## Estratto della pagina
^^^^^^^^^^^^^^^^

Grembiule. Salvini dice che lo ha indossato e non gli ha fatto male. Mezzo secolo prima il grande scrittore aveva spiegato perché non serve a nulla

di Gianni Rodari*

Ho seguito su un grande giornale una piccola polemica. Questa parola deriva dal greco “polemos” che voleva dire combattimento. Ma per fortuna le polemiche giornalistiche si fanno senza bombe atomiche, con la penna o con la macchina da scrivere.

Dunque, un noto professore di pedagogia (che sarebbe la scienza dell’educazione) si diceva contrario all’obbligo per gli scolari di indossare il grembiule, col collettino, col fiocchettino: la tradizionale uniforme dentro la quale i bambini dovrebbero sentirsi tutti uguali di fronte al maestro ma che contrasta con la personalità, lo spirito d’indipendenza, la libertà dei bambini. Due madri di famiglia gli rispondevano sottolineando i vantaggi del grembiulino: economia, praticità, igiene, impossibilità (per le bambine) di fare sfoggio di vanità.

Voglio entrare anch’io nel “combattimento”. Sono armatissimo, perché h chiesto l’opinione dei maestri che conosco. Uno mi ha detto: «Se non ci fosse il grembiulino, i bambini poveri avrebbero l’umiliazione di mostrare le loro toppe nei pantaloni ai bambini ricchi, vestiti come figurini». Questo ragionamento non mi convince. La povertà va abolita, non nascosta. Bambini con le toppe nei pantaloni non ce ne dovrebbero essere più, ecco tutto.

^^^^^^^^^^^^^^^^

## Elenco dei record
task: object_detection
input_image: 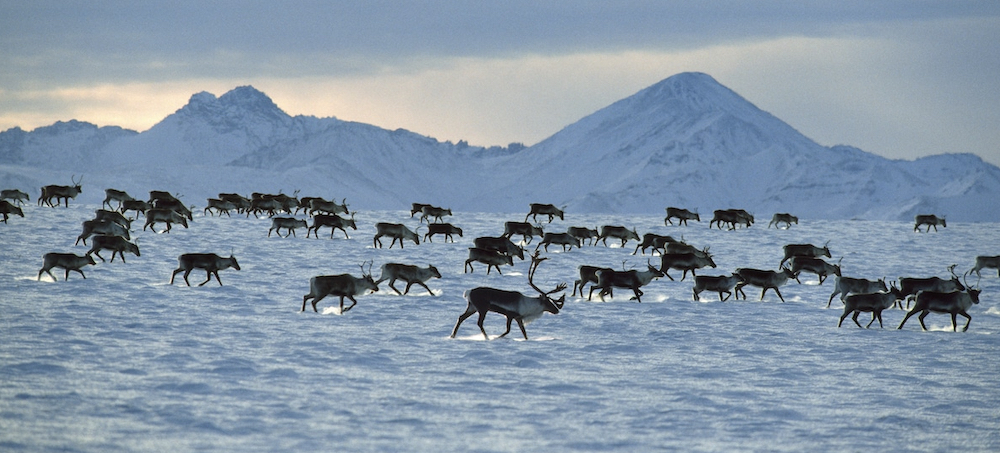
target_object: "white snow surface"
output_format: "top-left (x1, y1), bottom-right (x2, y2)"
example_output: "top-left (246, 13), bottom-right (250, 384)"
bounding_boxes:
top-left (0, 73), bottom-right (1000, 222)
top-left (0, 202), bottom-right (1000, 452)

^^^^^^^^^^^^^^^^

## Consegna 1
Sostituisci "penna" con "matita" e riscrivi l'estratto sul grembiule cominciando dalle parole "Ho seguito su" e fermandoti dopo "macchina da scrivere.".
## Consegna 2
Secondo l'estratto sul grembiule, perché il professore di pedagogia era contrario all'obbligo di indossarlo? Rispondi in una o due frasi.
I record provengono da un'altra fonte.

## Risultato corretto 1
Ho seguito su un grande giornale una piccola polemica. Questa parola deriva dal greco “polemos” che voleva dire combattimento. Ma per fortuna le polemiche giornalistiche si fanno senza bombe atomiche, con la matita o con la macchina da scrivere.

## Risultato corretto 2
Era contrario perché il grembiule, pensato per far sentire i bambini tutti uguali di fronte al maestro, contrasta con la loro personalità, con il loro spirito d'indipendenza e con la loro libertà.